[[ Information provided open ]]

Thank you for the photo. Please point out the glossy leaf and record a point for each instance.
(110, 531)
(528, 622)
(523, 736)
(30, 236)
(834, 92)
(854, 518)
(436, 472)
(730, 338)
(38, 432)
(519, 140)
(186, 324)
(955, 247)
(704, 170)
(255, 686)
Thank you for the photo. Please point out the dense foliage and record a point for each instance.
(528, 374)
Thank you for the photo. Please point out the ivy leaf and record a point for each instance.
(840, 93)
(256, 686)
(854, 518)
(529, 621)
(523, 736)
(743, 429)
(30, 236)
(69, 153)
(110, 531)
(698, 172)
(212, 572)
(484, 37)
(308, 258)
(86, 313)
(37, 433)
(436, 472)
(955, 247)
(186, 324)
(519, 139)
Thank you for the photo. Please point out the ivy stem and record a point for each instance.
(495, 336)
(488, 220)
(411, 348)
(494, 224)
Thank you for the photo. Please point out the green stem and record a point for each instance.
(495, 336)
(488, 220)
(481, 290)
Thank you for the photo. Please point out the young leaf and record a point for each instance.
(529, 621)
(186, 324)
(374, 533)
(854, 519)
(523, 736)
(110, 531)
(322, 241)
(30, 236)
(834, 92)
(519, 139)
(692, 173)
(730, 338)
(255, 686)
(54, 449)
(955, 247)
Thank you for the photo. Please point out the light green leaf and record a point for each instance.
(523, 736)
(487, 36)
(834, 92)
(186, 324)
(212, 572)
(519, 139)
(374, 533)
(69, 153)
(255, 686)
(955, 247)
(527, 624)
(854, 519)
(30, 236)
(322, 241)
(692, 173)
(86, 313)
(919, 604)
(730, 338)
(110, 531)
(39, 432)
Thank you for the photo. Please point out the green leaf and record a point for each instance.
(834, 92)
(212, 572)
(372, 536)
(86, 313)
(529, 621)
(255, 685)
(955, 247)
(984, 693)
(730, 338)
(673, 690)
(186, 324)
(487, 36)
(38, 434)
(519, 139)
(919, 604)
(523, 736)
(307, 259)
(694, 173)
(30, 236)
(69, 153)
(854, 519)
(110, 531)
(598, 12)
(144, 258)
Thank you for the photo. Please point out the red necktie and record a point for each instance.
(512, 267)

[[ Information provided closed ]]

▸ **Work to complete**
Your task is to copy all of the entries exactly.

▸ **Task result**
Thank you for the photo. Please point out the glossy leaf and record a point for each instance.
(110, 531)
(528, 622)
(523, 736)
(30, 236)
(834, 92)
(854, 518)
(436, 472)
(730, 338)
(38, 432)
(519, 140)
(186, 324)
(955, 247)
(704, 170)
(255, 686)
Thank you for the photo. Please point out the dense foliage and record a point for each instance.
(528, 374)
Thank you for the photo. Please point out the ivy leaf and record a point for each instance.
(840, 93)
(256, 686)
(854, 518)
(529, 621)
(523, 736)
(743, 429)
(30, 236)
(69, 153)
(110, 531)
(698, 172)
(212, 572)
(484, 37)
(308, 258)
(86, 313)
(37, 433)
(436, 472)
(955, 247)
(186, 324)
(519, 139)
Thank you for the photo. Please point out the ivy stem and record a point for each instance.
(495, 336)
(488, 220)
(411, 348)
(494, 224)
Thank you for the photo. Please point out the green stem and record a point for each instance.
(495, 336)
(488, 220)
(481, 290)
Thank you for the photo. Please point out the young leaf and record a point for each instance.
(529, 621)
(186, 324)
(374, 533)
(854, 519)
(523, 736)
(110, 531)
(322, 241)
(30, 236)
(834, 92)
(519, 139)
(692, 173)
(730, 338)
(255, 686)
(54, 449)
(955, 247)
Thank you for the photo. Please point out the light green leaf and record a point for each instance.
(523, 736)
(487, 36)
(834, 92)
(186, 324)
(212, 572)
(519, 139)
(374, 533)
(69, 153)
(255, 686)
(955, 247)
(527, 624)
(854, 519)
(30, 236)
(322, 241)
(692, 173)
(86, 313)
(919, 604)
(730, 338)
(110, 531)
(39, 432)
Thank you for the photo. Please point out the green leaf and record a point for each instance.
(834, 92)
(212, 572)
(372, 536)
(86, 313)
(529, 621)
(255, 685)
(955, 247)
(984, 693)
(730, 338)
(673, 690)
(186, 324)
(487, 36)
(38, 434)
(519, 139)
(919, 604)
(523, 736)
(307, 259)
(694, 173)
(30, 236)
(69, 153)
(854, 519)
(110, 531)
(598, 12)
(144, 258)
Thank you for the photo. Please point out the red necktie and record a point for each instance.
(512, 267)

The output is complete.